▸ TEXT PASSAGE
Market Overview

The Dixie Group Reports 2018 Results, Continues the Rollout of Its $17 Million Profit Improvement Plan


DALTON, Ga., March 07, 2019 (GLOBE NEWSWIRE) -- The Dixie Group, Inc. (NASDAQ:DXYN) today reported financial results for the year ended December 29, 2018. For 2018, the Company had net sales of approximately $405,033,000 as compared to $412,462,000 in 2017. The loss from continuing operations for 2018 was $21,479,000 or $1.36 per share, as compared to a loss from continuing operations of approximately $9,322,000 in 2017. On a non-GAAP basis, as shown on the attached schedule, the results from continuing operations would have been a loss of $0.44 per share adjusted for the impact of the Profit Improvement Plan.

Commenting on the results, Daniel K. Frierson, Chairman and Chief Executive Officer, said, "2018 was a year of change for both Dixie and the industry. The industry dynamics have shifted as we have seen the soft floorcovering market shrink in square feet while at the same time we saw the rapid rise of a new market segment with luxury vinyl flooring which has taken market share from all major flooring categories. During this time, we have been shifting our emphasis to include hard surfaces products, primarily luxury vinyl flooring, in our product offering. Our residential business has continued to gain market share as we have expanded our footprint throughout the retail environment. Residentially our operational focus this past year has been on taking advantage of our increased productivity as we lower our labor and other input costs. Beginning in late 2017 when we brought our two commercial floorcovering businesses under the leadership of David Hobbs, we have been methodically combining our operations, culminating with the complete integration of our management, support functions, sales forces and commercial facilities by the end of the first quarter of 2019. Commercially we have been driving our product offering towards solution dyed modular carpet tile while we reorganize the commercial business to bring it into sustained profitability.

▸ WHAT YOU HAVE TO DO
According to the Dixie Group earnings report, what were the company's net sales for 2018?

▸ DATA SEGMENT
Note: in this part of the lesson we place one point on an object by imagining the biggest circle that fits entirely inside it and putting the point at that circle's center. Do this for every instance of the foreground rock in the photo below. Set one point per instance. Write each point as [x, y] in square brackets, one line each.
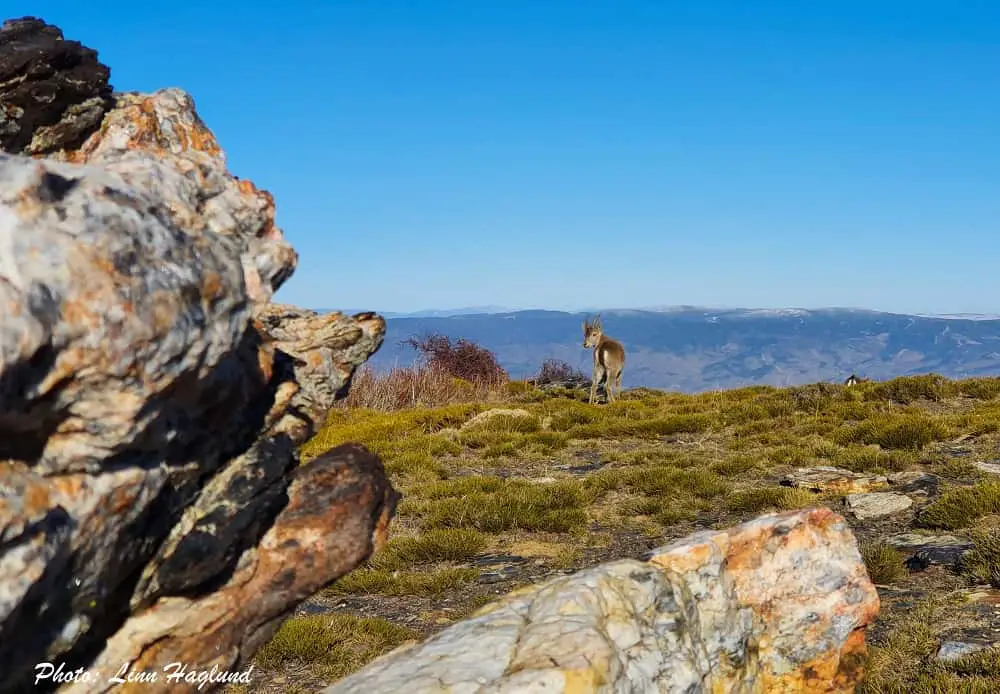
[779, 604]
[152, 509]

▸ ANSWER TO THIS TASK
Approximately $405,033,000.